(Beginning of Extract provided)

I’m not a medical expert, and so you’ll forgive my lack of precise language when speaking about this, but I think it’s reasonable to put contagious diseases into two categories: the kind that spreads too quickly to stop and the kind that spreads slowly enough we can isolate it and have it burn out.
Back in February when I learned that the Diamond Princess cruise ship had hundreds of passengers get sick with the coronavirus, and then in March when I learned that several famous actors and athletes caught it as well (none with severe symptoms; many with no symptoms), it became clear that this illness was the sort that spread too quickly to stop. It wasn’t like the plague, it was like the common cold. Historically, quarantines have worked effective against things like the plague, but not against colds.
So when governments choose responses to outbreaks, it seems reasonable that you ought to craft the approach with the spread in view. If the thing spreads rapidly but is relatively mild, then simple caution for those who are susceptible is about the best thing you can do. But if it spreads slowly and is very deadly, then quarantines are best. Thankfully, rate of spread is usually inversely proportional to seriousness of illness (more lethal bugs kill rather than spread).
With those things in mind, and knowing this virus is a fast-spreading, mild virus, it’s absolutely astounding to me that governments around the world chose neither of the approaches above, but instead complete and total lockdowns of their entire economies. Some countries, like South Korea, had elaborate systems in place to trace contacts and they used them to isolate sick people en masse, and these seemed to work. But I argued at the time that these were fragile responses to this sort of virus because of how quickly it spread. Sweden, with its approach to get the virus to spread completely allowed them to get over the worst of it much more quickly.

(End of Extract provided)
(Beginning of Recorded information)

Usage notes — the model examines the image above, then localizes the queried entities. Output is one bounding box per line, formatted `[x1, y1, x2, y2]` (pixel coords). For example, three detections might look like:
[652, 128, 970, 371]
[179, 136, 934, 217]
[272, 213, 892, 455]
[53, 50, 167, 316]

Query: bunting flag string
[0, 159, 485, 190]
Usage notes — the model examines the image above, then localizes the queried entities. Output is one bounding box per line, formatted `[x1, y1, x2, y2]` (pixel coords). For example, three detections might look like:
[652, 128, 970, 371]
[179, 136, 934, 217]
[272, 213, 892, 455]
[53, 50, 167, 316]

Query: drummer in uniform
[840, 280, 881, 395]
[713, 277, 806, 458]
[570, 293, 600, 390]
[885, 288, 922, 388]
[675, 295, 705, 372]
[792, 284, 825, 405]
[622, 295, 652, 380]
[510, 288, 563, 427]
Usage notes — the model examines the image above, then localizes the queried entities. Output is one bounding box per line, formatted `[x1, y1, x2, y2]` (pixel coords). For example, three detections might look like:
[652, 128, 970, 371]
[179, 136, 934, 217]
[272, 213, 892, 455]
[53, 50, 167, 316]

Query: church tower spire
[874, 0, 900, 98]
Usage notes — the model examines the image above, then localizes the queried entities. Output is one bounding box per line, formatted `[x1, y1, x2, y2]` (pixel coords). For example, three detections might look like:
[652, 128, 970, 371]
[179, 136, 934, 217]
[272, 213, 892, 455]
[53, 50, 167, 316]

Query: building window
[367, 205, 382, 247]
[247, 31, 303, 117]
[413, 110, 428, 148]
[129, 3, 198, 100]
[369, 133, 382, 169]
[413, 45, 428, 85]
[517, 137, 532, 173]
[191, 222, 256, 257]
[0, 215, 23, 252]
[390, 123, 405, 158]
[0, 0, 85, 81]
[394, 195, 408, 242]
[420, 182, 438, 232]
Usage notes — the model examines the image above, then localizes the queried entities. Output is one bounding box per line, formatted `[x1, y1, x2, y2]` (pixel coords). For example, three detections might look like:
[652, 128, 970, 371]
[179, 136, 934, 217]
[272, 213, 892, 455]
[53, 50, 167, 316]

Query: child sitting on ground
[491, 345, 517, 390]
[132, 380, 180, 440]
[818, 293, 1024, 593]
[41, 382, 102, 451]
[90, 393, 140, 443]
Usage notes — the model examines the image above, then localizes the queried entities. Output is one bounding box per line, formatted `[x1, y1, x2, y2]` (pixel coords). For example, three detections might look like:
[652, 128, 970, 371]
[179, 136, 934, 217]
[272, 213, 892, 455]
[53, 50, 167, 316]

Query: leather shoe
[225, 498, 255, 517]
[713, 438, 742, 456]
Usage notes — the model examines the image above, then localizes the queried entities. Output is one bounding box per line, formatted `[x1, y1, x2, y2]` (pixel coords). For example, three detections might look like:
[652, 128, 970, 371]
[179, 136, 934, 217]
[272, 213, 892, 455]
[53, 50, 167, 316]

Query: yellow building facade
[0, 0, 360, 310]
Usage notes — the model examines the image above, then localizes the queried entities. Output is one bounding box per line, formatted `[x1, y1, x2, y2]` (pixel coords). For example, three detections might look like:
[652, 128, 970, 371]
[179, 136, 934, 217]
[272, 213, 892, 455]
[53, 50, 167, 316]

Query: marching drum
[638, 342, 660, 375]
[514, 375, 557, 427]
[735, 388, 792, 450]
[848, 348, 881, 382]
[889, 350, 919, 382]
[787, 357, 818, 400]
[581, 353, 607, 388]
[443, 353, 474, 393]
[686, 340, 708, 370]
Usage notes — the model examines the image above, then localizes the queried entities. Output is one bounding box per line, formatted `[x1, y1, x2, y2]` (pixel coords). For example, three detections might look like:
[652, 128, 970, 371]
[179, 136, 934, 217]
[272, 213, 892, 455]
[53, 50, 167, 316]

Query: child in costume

(End of Recorded information)

To do:
(1) Do these statements agree with the essay on coronavirus responses? Answer yes or no for each, quoting the deciding words. (a) The writer says South Korea's contact-tracing systems seemed to work. (b) The writer says more lethal illnesses tend to spread faster. (c) The writer claims to be a medical expert.
(2) Write out everything in the essay on coronavirus responses from "I’m not a medical" down to "it burn out.".
The lines have nothing to do with the work here.

Solutions:
(1)
(a) Yes: "Some countries, like South Korea, had elaborate systems in place to trace contacts and they used them to isolate sick people en masse, and these seemed to work."
(b) No: "rate of spread is usually inversely proportional to seriousness of illness (more lethal bugs kill rather than spread)."
(c) No: "I’m not a medical expert."

(2)
I’m not a medical expert, and so you’ll forgive my lack of precise language when speaking about this, but I think it’s reasonable to put contagious diseases into two categories: the kind that spreads too quickly to stop and the kind that spreads slowly enough we can isolate it and have it burn out.